> _Requests_
1. In the information retrieval flashcards, what does an inverted index keep for each term?
2. Transcribe the information retrieval flashcards word for word, starting at "An inverted index keeps" and ending at "constructing an inverted index?".
>> Start Page
Lecture 7 - Information Retrieval Flashcards
An IR system vs Database can also be phrased as
Unstructured vs Structured data
Structured data tends to refer to information in…
Tables
Describe the Boolean Retrieval Model
Boolean Retrieval Models refer to whether a query is present in the database/document.
It is absolute (Document matches condition or not)
What is the issue with Boolean Retrieval Model?
With bigger collections, this becomes computationally heavy
Example:
- N = 1M documents, each with about 1000 words → Around 6gb of data.
- If there are 500K distinct terms in these documents, then a matrix of size 500k * 1M will have half-a-trillion 0’s and 1’s
- But no more than one billon 1’s
- Matrix is extremely sparse
- What’s a better representation?
- We only store the ‘1’ positions → Inverted Index
Also:
Boolean queries often result in either too few (=0) or too many (1000s) results
It takes a lot of skill to come up with a query that produces a manageable number of hits
- AND gives too few; OR gives too many
What is an Inverted Index?
An inverted index keeps a dictionary of terms and for each term t, store a list of all documents that contain t
I.e: You can say that Boolean Retrieval Model is from the perspective of the document, whereas Inverted Index is from the perspective of the term
What are the steps of constructing an inverted index?
Documents to be indexed -> Tokenizer -> Linguistic Modules -> Indexer = Inverted Index
What is meant by phrase queries?
We want to be able to answer queries such as “Stanford university” as a phrase.
For phrase queries, is it sufficient to store entries
No.
>> End Page
>> Start Dataset excerpt
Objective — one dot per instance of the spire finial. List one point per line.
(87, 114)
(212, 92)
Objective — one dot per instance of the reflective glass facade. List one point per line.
>> End Dataset excerpt
> _Solved problems_
1. A list of all documents that contain that term.

2.
An inverted index keeps a dictionary of terms and for each term t, store a list of all documents that contain t
I.e: You can say that Boolean Retrieval Model is from the perspective of the document, whereas Inverted Index is from the perspective of the term
What are the steps of constructing an inverted index?